● RECORDS FOR THIS TASK
↓↓↓
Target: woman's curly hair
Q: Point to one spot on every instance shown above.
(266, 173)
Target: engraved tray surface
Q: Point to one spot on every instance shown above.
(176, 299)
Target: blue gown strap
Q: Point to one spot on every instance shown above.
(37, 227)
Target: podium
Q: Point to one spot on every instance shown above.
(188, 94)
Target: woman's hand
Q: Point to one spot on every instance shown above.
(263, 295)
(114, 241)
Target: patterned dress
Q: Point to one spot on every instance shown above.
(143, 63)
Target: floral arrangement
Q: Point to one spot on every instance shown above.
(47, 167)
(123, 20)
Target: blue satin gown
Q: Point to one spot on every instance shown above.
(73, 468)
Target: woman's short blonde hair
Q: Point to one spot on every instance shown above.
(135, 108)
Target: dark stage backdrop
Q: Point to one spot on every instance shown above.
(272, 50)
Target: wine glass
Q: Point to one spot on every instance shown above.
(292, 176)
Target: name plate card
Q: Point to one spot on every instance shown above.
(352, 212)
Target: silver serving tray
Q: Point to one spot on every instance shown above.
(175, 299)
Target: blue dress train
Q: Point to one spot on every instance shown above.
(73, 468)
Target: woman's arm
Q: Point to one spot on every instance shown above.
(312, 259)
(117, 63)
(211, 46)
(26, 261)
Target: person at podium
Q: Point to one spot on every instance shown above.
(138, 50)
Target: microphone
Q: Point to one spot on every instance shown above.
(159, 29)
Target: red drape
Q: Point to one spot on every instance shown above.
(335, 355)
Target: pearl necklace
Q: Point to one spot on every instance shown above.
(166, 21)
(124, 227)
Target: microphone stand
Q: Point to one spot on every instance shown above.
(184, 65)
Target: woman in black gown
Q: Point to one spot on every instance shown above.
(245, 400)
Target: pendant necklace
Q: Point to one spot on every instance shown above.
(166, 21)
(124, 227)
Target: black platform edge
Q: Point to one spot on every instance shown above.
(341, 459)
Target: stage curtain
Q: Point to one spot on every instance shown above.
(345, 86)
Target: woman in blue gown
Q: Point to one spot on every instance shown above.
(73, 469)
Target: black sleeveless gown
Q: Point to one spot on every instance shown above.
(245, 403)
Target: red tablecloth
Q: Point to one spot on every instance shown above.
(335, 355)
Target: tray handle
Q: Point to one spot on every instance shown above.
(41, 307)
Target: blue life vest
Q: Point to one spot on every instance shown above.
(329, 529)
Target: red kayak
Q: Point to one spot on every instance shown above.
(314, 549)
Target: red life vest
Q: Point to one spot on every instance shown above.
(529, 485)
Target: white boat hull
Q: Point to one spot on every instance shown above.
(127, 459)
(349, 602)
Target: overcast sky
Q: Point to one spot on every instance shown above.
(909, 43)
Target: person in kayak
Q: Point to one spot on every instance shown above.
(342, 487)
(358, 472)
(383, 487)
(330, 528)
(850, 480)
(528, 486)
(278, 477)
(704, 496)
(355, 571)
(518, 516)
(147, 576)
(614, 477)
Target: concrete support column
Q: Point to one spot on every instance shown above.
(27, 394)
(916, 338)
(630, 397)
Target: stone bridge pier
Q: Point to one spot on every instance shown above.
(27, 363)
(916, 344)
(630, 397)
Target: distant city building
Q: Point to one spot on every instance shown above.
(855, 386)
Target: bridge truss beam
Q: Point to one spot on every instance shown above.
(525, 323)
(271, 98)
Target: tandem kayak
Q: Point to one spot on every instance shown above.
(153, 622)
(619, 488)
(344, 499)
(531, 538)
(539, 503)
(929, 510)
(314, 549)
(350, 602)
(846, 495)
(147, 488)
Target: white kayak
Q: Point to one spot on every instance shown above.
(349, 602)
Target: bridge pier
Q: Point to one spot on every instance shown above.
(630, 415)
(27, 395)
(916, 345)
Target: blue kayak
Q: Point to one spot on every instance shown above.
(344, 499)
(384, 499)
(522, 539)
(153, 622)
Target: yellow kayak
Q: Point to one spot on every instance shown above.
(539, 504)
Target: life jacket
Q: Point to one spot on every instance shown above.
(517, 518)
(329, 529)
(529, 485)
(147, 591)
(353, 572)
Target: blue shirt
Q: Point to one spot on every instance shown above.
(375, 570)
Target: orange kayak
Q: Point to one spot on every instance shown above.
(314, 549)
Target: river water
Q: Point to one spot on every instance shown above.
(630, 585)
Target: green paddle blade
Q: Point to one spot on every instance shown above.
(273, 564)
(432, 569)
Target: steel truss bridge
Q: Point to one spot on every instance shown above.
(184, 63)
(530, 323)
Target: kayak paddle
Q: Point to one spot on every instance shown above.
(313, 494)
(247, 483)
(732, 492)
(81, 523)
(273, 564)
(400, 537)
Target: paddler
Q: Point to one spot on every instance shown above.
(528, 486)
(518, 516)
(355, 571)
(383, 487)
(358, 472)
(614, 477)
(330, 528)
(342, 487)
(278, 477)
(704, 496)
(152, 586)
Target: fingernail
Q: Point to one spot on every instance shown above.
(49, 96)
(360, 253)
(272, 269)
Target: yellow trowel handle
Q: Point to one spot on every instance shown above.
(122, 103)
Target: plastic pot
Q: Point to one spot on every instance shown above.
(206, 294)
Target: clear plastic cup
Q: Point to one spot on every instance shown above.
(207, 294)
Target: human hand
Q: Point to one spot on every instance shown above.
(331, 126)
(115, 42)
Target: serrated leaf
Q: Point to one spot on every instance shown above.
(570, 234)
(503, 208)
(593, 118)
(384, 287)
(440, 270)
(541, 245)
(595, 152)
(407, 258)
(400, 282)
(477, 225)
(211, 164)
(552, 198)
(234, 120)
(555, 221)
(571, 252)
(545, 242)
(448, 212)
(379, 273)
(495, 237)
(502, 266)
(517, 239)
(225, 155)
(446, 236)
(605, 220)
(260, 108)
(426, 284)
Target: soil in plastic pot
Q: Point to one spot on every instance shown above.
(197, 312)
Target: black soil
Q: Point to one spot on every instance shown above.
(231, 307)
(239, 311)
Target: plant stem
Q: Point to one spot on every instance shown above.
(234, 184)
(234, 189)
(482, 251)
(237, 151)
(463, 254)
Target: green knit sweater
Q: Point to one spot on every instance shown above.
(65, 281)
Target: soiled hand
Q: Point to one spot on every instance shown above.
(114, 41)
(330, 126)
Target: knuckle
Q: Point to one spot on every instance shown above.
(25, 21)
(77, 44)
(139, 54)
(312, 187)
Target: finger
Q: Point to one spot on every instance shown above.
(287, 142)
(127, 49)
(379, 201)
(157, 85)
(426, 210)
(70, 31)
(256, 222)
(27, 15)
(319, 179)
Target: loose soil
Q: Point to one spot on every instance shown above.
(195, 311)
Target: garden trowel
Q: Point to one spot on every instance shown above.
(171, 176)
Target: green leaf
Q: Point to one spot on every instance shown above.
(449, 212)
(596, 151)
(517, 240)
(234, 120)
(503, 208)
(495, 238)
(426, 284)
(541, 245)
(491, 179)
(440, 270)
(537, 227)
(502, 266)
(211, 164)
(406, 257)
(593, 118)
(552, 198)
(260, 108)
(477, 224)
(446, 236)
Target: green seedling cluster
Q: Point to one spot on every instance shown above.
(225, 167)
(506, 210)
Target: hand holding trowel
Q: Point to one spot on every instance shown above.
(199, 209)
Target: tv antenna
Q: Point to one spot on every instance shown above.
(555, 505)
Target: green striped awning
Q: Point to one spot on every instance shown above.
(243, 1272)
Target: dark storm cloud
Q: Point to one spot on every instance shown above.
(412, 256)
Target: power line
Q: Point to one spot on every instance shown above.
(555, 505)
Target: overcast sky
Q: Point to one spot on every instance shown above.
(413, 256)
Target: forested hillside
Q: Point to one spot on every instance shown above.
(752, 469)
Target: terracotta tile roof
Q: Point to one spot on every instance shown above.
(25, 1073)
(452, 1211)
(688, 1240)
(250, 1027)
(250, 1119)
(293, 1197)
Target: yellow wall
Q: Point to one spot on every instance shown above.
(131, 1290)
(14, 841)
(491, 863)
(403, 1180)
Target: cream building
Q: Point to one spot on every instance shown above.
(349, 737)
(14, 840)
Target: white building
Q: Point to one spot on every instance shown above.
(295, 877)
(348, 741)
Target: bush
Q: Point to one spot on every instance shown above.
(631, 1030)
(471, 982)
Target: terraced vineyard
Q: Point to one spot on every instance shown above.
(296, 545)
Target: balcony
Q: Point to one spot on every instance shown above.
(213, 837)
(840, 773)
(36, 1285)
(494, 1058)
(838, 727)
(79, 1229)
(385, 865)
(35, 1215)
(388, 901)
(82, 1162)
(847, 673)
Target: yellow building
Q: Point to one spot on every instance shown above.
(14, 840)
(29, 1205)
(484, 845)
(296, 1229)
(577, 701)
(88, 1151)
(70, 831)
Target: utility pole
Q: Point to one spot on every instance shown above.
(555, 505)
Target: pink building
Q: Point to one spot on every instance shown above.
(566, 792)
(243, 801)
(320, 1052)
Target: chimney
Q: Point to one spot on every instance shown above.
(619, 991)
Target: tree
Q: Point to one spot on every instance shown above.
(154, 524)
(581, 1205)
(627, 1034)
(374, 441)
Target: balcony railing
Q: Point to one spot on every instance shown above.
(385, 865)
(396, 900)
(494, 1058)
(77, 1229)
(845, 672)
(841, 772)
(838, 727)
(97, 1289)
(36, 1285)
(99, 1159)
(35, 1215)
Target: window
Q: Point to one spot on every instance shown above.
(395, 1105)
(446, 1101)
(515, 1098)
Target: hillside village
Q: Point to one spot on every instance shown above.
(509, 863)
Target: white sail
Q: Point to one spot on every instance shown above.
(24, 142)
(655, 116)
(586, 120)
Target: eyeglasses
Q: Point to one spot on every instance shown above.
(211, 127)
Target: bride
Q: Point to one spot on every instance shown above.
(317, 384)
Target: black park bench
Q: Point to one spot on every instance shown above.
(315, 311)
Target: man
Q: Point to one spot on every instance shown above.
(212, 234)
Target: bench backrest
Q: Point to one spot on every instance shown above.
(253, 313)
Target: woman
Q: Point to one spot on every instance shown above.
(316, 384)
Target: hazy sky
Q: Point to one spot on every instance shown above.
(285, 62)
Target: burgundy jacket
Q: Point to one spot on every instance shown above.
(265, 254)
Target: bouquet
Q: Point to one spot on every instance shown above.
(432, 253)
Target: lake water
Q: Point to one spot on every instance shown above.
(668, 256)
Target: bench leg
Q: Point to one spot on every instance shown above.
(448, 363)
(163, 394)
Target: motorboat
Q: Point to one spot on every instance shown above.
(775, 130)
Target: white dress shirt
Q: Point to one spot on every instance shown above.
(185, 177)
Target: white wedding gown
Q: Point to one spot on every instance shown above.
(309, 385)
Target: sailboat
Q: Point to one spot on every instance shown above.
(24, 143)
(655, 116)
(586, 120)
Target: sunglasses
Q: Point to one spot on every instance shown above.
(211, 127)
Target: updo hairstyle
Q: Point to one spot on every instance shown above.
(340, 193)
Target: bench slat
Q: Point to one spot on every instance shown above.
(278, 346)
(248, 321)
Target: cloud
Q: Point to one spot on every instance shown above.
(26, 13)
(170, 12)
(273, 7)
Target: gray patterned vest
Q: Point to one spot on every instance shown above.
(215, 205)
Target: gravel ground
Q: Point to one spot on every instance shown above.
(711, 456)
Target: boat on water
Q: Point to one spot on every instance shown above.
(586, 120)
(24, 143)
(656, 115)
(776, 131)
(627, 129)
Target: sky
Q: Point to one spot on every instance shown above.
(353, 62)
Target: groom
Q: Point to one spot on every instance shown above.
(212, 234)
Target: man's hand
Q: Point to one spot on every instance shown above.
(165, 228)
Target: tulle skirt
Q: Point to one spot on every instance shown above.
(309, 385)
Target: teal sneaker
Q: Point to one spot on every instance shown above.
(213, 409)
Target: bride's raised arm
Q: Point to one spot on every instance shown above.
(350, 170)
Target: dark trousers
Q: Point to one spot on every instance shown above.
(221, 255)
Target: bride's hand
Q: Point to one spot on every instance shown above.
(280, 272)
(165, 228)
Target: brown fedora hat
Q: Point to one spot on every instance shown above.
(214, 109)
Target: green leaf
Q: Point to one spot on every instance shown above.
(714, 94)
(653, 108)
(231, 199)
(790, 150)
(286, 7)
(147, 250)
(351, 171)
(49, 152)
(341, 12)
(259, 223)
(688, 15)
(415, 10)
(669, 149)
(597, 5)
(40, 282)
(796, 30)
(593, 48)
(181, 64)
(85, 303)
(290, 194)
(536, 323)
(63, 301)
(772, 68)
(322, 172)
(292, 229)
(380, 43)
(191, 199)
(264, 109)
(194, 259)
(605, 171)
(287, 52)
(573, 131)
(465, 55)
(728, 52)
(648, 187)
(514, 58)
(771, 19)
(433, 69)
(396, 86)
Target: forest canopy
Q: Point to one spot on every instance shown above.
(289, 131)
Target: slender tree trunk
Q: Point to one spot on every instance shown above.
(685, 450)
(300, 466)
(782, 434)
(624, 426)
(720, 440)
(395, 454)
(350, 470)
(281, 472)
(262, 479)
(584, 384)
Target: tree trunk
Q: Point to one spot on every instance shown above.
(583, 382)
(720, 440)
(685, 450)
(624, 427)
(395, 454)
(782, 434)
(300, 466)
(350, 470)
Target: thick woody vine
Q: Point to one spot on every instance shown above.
↑↑↑
● DESCRIPTION OF THE TASK
Reproduce the material from the line with "Target: terracotta tile roof" up to and including the line with "(403, 1180)", keeping every line, requests included, but add 115 to each x and y value in the answer coordinates.

● RESPONSE TO THE EXERCISE
Target: terracotta tile roof
Q: Point to one spot on every instance shown above.
(140, 1188)
(567, 1326)
(803, 1355)
(365, 1142)
(365, 1234)
(408, 1312)
Target: yellow wall
Q: Point to one spot on every instance shown above.
(246, 1405)
(129, 956)
(606, 978)
(518, 1295)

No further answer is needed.